### INSTRUCTIONS TO FOLLOW:
Please reproduce the stretch of the passage about The Wilding from "Percy’s characters use" through "its hunger-fueled rage.", word for word.

### TEXT SECTION:
• • • • • • •
In his own boyhood, Justin and his father camped, hunted and fished in Echo Canyon—not so much communing with nature as attempting to conquer it. As an adult Justin suspects that he has disappointed his father, and he hopes for reconciliation in this final trip to the canyon. He looks forward to making peace. Instead, the trio encounters bulldozers and backhoes, a hostile local, a hissing rattlesnake, a dead and decaying corpse, and the evidence of a grizzly bear. It is a harsh nature they find, one that means to do them harm, and their own inner natures are revealed as they’re forced to confront it.

Meanwhile, back in the Caves’ hometown of Bend, a disturbed Iraqi veteran named Brian is stalking Justin’s wife, Karen. Their casual professional encounter days before provoked an onrush of emotion in Brian unfelt since returning from the war. He finds himself circling her house late at night, wearing the fur of wild animals. Karen, for her part, remains oblivious to Brian’s obsession, flirting instead with Bobby Fremont, the oily real estate developer intent on wrecking the canyon.

Nature, Percy seems to be saying in The Wilding, is not only a peaceful place for city dwellers to relieve stress—it is a wild thing, to be feared as much as revered. That wilderness inhabits humans too, in those biological impulses to hunt and eat and fuck and kill. Paul, spearing the rattler, looks like a "big dumb cat with a mouse in his jaws." Graham, a boy who has never before shot a gun, becomes a stone-cold killer sighting a deer through his scope:

He is so enchanted by the desire to kill—the same acute and forceful feeling that drove primitive man to bring a blade of obsidian to a stick and sharpen it—that his current life, his school and bicycle and his bedroom with the desk scored from the snarl of his pencil and the giant beer mug filled with brown pennies and the movie-monster posters hanging on the wall, has become nothing but a tiny black fly he brushes aside with his hand before bringing it to the stock and tightening his finger around the trigger.

Even Justin discovers his own inner wildness, smearing deer blood on his cheeks and whooping around like a wild thing.

Percy’s characters use various methods to conceal these uncivilized aspects of their nature. They make mental checklists (Justin), eat healthily (Karen), and memorize the names of animals and plants (Paul) to bring "order to a wilderness that would have otherwise appeared swarming and impenetrable." Such efforts may pacify the mind, but her obsession with health won’t protect Karen from the caprices of her own body—she has recently suffered a miscarriage—any more than knowing the name of the bear will shield Paul or Justin or Graham from its hunger-fueled rage.
• • • • • • •
### DATASET CONTENT:
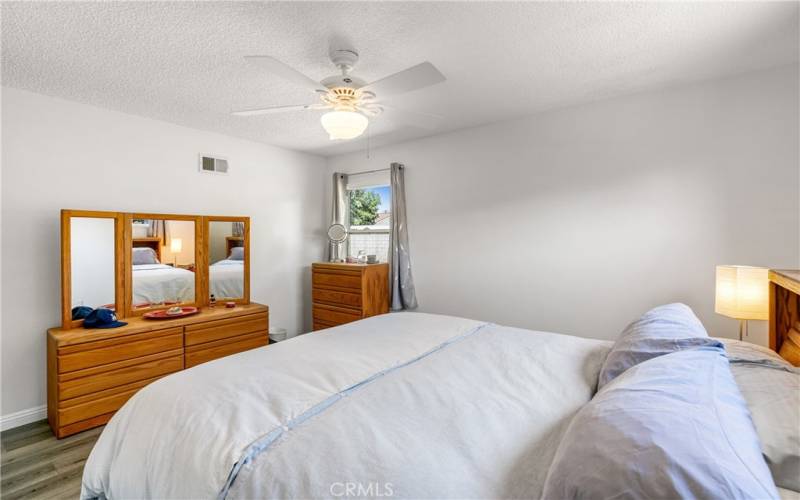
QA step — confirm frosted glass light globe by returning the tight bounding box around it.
[320,111,369,140]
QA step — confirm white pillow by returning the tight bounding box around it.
[720,339,800,492]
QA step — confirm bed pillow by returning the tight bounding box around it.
[597,303,721,389]
[133,247,158,266]
[542,347,778,499]
[228,247,244,260]
[723,339,800,492]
• • • • • • •
### ANSWER AREA:
Percy’s characters use various methods to conceal these uncivilized aspects of their nature. They make mental checklists (Justin), eat healthily (Karen), and memorize the names of animals and plants (Paul) to bring "order to a wilderness that would have otherwise appeared swarming and impenetrable." Such efforts may pacify the mind, but her obsession with health won’t protect Karen from the caprices of her own body—she has recently suffered a miscarriage—any more than knowing the name of the bear will shield Paul or Justin or Graham from its hunger-fueled rage.